<<<<

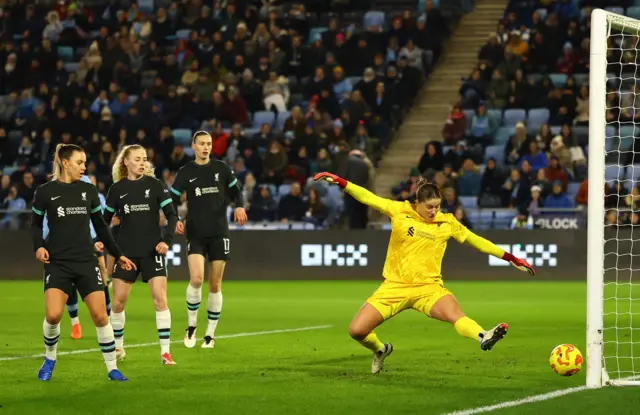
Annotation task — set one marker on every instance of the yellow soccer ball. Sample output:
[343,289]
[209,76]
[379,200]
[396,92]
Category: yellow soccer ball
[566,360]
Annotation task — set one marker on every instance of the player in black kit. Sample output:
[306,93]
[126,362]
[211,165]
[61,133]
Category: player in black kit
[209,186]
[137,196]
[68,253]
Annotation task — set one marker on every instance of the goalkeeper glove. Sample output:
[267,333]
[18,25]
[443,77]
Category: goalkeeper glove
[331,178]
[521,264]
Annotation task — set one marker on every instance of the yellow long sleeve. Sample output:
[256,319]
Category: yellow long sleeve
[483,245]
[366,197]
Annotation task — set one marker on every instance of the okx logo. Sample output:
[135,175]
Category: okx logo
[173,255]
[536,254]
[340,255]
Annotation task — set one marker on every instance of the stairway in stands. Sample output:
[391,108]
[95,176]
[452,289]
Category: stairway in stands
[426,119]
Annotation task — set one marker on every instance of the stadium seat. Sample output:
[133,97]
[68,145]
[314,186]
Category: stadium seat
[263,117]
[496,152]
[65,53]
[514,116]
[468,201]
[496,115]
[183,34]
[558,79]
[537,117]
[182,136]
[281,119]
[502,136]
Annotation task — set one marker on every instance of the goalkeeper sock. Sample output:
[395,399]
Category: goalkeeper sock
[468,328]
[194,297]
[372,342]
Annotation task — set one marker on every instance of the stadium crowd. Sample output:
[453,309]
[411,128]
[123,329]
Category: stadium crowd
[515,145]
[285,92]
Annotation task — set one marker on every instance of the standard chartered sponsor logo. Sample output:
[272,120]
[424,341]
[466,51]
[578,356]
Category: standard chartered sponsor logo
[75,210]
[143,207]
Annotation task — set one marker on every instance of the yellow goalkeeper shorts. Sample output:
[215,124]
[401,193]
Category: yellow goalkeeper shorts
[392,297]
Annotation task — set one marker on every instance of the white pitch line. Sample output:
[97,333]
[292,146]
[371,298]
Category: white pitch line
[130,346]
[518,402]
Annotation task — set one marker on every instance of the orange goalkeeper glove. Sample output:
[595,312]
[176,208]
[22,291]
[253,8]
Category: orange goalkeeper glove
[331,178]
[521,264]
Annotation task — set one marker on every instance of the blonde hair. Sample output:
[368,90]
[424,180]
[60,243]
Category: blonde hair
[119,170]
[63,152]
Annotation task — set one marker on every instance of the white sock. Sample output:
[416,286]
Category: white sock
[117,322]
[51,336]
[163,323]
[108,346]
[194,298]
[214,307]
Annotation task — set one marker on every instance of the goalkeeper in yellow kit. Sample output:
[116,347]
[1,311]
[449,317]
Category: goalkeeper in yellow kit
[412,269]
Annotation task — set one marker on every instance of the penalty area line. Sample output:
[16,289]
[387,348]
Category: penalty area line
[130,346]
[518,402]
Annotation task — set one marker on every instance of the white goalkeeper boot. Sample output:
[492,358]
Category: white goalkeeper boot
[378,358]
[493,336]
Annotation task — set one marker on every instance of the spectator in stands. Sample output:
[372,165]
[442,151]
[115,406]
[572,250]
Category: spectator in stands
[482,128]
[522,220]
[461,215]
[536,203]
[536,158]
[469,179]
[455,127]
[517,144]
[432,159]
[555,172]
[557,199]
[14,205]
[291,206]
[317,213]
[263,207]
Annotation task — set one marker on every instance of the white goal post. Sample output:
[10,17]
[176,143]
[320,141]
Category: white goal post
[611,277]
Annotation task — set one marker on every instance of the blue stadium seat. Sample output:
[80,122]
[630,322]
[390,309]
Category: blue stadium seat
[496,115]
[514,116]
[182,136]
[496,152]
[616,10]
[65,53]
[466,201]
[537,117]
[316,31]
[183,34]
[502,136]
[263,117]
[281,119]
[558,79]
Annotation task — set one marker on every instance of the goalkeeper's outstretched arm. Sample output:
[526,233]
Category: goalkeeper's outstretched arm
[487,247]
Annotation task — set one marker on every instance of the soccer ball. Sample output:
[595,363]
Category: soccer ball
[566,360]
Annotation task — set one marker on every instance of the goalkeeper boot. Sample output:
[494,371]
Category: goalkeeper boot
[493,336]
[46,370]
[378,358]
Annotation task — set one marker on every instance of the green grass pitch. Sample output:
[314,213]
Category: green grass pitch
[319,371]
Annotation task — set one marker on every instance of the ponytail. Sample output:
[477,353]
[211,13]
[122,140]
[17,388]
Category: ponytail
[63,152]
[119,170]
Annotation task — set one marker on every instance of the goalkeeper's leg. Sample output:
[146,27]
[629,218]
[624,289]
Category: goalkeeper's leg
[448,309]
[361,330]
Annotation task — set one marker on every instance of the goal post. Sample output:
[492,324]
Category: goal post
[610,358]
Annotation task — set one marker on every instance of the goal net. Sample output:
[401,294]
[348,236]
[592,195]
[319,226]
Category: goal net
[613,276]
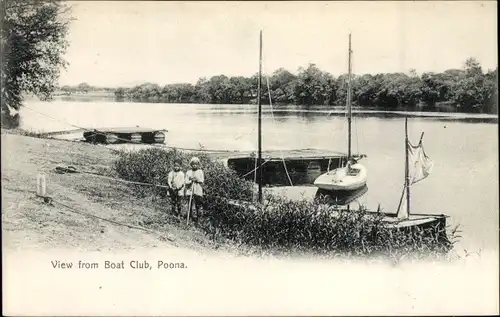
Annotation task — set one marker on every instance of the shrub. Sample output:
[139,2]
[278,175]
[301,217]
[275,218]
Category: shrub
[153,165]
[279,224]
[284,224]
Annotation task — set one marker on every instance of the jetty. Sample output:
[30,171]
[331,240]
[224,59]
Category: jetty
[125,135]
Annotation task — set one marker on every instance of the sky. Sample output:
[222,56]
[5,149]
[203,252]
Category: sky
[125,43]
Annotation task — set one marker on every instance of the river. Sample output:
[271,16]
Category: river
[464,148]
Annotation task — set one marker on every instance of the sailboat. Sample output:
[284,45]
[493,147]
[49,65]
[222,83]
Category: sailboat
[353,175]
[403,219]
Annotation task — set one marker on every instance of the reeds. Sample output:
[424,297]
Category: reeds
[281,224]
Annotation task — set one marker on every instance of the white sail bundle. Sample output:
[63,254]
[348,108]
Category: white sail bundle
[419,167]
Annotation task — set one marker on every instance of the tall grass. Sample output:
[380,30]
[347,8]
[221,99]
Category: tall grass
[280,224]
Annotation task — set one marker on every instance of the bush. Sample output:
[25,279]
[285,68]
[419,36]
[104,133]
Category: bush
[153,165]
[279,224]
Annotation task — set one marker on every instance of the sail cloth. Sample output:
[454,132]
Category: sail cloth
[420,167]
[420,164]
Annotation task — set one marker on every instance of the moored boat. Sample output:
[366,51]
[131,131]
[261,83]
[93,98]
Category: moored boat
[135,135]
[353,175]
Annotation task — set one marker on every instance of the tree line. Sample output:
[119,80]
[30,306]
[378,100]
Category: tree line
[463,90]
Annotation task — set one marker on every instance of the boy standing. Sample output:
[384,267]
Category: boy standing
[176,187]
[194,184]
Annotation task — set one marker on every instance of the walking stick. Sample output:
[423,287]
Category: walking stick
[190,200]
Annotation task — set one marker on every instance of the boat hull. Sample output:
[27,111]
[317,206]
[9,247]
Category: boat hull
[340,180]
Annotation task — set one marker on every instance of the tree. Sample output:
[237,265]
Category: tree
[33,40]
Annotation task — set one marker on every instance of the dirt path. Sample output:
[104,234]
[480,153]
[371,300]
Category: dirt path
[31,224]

>>>>

Without the pictures, restate each entry exactly.

▶ [SOLUTION TO THIS PROBLEM]
Annotation task — set one marker on every instance of the yellow soccer ball. Sample output:
[343,289]
[209,76]
[379,200]
[396,92]
Category: yellow soccer ball
[566,360]
Annotation task — set one marker on every instance of the player in black kit. Sample output:
[306,93]
[126,362]
[211,165]
[61,133]
Category: player in black kit
[209,186]
[137,196]
[68,253]
Annotation task — set one marker on every instance of the goalkeeper glove. Sample output:
[267,333]
[18,25]
[443,77]
Category: goalkeeper glove
[331,178]
[521,264]
Annotation task — set one marker on every instance of the yellow long sleeve. Sample output:
[256,319]
Category: yellow long sleeve
[483,245]
[366,197]
Annotation task — set one marker on every instance of the okx logo. Sample output:
[135,175]
Category: okx logo
[173,255]
[536,254]
[340,255]
Annotation task — set one marker on every instance of the stairway in stands. Sample output:
[391,108]
[95,176]
[452,289]
Category: stairway in stands
[426,119]
Annotation task — set one marker on every instance of the stadium seat. Sample output:
[133,97]
[68,145]
[314,186]
Category: stadium seat
[263,117]
[496,152]
[65,53]
[514,116]
[468,201]
[496,115]
[183,34]
[558,79]
[537,117]
[182,136]
[281,119]
[502,136]
Annotation task — set one marker on every instance of the goalkeeper sock. Sample output:
[395,399]
Category: goalkeeper sock
[468,328]
[194,297]
[372,342]
Annotation task — set one marker on every instance of the stadium crowd. Sample output:
[453,309]
[411,128]
[123,329]
Category: stadium crowd
[515,145]
[285,92]
Annotation task — set one marker on every instance of the standard chartered sponsor logo. Sample output:
[272,120]
[424,341]
[466,51]
[578,356]
Category: standard chartered sponsor logo
[75,210]
[143,207]
Annotation task — set one marker on every instance of the yellow goalkeeper shorts. Sample output:
[215,124]
[401,193]
Category: yellow goalkeeper shorts
[392,297]
Annotation task — set one marker on every instance of the white pitch line. Sample output:
[97,333]
[292,146]
[371,298]
Category: white pitch line
[130,346]
[518,402]
Annotation task — set one marker on every instance of the orange goalkeeper glove. Sample output:
[595,312]
[176,208]
[22,291]
[253,8]
Category: orange goalkeeper glove
[331,178]
[521,264]
Annotation task — set one marker on every instance of the blonde hair. Sample output:
[368,90]
[424,180]
[60,243]
Category: blonde hair
[119,170]
[63,152]
Annotation task — set one marker on every instance of the white sock. Sample output:
[416,286]
Category: white sock
[117,322]
[51,336]
[163,323]
[108,346]
[194,298]
[214,307]
Annotation task — set one marker on every instance of the goalkeeper in yellow kit. Sample output:
[116,347]
[1,311]
[449,317]
Category: goalkeeper in yellow kit
[412,269]
Annotation task — set one marker on every instance of the penalty area line. Sample output:
[16,289]
[387,348]
Category: penalty area line
[130,346]
[518,402]
Annotation task — set one marker on every instance of the white goalkeeper boot. Sample output:
[492,358]
Category: white goalkeeper boot
[378,358]
[493,336]
Annotation task — set one marker on every instance of the spectator in stands. Sample output:
[372,165]
[442,151]
[115,406]
[572,250]
Category: spectator in stands
[482,128]
[522,220]
[461,215]
[536,203]
[536,158]
[469,179]
[455,127]
[517,144]
[432,159]
[555,172]
[557,199]
[14,205]
[291,206]
[317,213]
[263,207]
Annotation task — set one marker on every instance of the white goal post. Sample output:
[10,17]
[176,143]
[320,141]
Category: white goal post
[611,277]
Annotation task — set one marker on every instance of the blue stadium seat. Sample output:
[80,122]
[630,322]
[390,309]
Category: blue stadium seat
[496,115]
[514,116]
[182,136]
[496,152]
[616,10]
[65,53]
[466,201]
[537,117]
[316,31]
[183,34]
[502,136]
[263,117]
[281,119]
[558,79]
Annotation task — set one marker on every instance of the goalkeeper's outstretched arm. Sample output:
[526,233]
Category: goalkeeper's outstretched arm
[487,247]
Annotation task — set one marker on every instance of the soccer ball. Sample output:
[595,363]
Category: soccer ball
[566,360]
Annotation task — set one marker on every instance of the goalkeeper boot. Sample output:
[494,371]
Category: goalkeeper boot
[493,336]
[46,370]
[378,358]
Annotation task — set one marker on every instance of the green grass pitch. Sample output:
[314,213]
Category: green grass pitch
[319,371]
Annotation task — set one marker on every instance of the ponytail. Sample output:
[477,353]
[211,13]
[122,140]
[17,388]
Category: ponytail
[63,152]
[119,170]
Annotation task — set one marker on every instance of the goalkeeper's leg. Sample output:
[146,27]
[629,218]
[624,289]
Category: goalkeeper's leg
[448,309]
[361,330]
Annotation task — set one marker on every instance of the goal post. Sample output:
[492,324]
Category: goal post
[610,358]
Annotation task — set one marker on every instance of the goal net. Sample output:
[401,294]
[348,236]
[592,195]
[319,226]
Category: goal net
[613,276]
Annotation task — set one marker on every instance of the shrub. Sample output:
[139,2]
[278,175]
[301,217]
[275,218]
Category: shrub
[153,165]
[279,224]
[284,224]
Annotation task — set one marker on every instance of the jetty. Sample output:
[30,171]
[331,240]
[224,59]
Category: jetty
[125,135]
Annotation task — set one marker on every instance of the sky. Sample output:
[222,56]
[5,149]
[203,252]
Category: sky
[125,43]
Annotation task — set one marker on every instance of the river. Sample output:
[271,16]
Category: river
[464,148]
Annotation task — set one marker on every instance of the sailboat. Sample output:
[284,45]
[493,147]
[49,65]
[222,83]
Category: sailboat
[353,175]
[403,219]
Annotation task — set one marker on every instance of the reeds. Sample output:
[424,297]
Category: reeds
[281,224]
Annotation task — set one marker on every instance of the white sail bundle. Sample output:
[63,254]
[348,108]
Category: white sail bundle
[419,167]
Annotation task — set one marker on every instance of the tall grass. Sample output:
[380,30]
[347,8]
[221,99]
Category: tall grass
[280,224]
Annotation task — set one marker on every instance of the bush. Sample output:
[25,279]
[285,68]
[419,36]
[104,133]
Category: bush
[153,165]
[279,224]
Annotation task — set one marker on every instance of the sail cloth. Sample output:
[454,132]
Category: sail cloth
[420,167]
[420,164]
Annotation task — set one marker on every instance of the moored boat. Sample output:
[366,51]
[131,131]
[261,83]
[93,98]
Category: moored boat
[135,135]
[353,175]
Annotation task — set one marker on every instance of the tree line. Sample output:
[119,80]
[30,306]
[378,100]
Category: tree line
[463,90]
Annotation task — set one marker on every instance of the boy standing. Sample output:
[384,267]
Category: boy standing
[176,187]
[194,184]
Annotation task — set one marker on every instance of the walking stick. Sample output:
[423,287]
Category: walking stick
[190,200]
Annotation task — set one marker on every instance of the boat hull. Sample output:
[27,111]
[317,206]
[9,247]
Category: boat hull
[340,180]
Annotation task — set one marker on every instance of the tree. Sample output:
[237,265]
Category: tree
[33,40]
Annotation task — set one marker on every instance of the dirt path. Sample output:
[104,234]
[480,153]
[371,300]
Category: dirt path
[31,224]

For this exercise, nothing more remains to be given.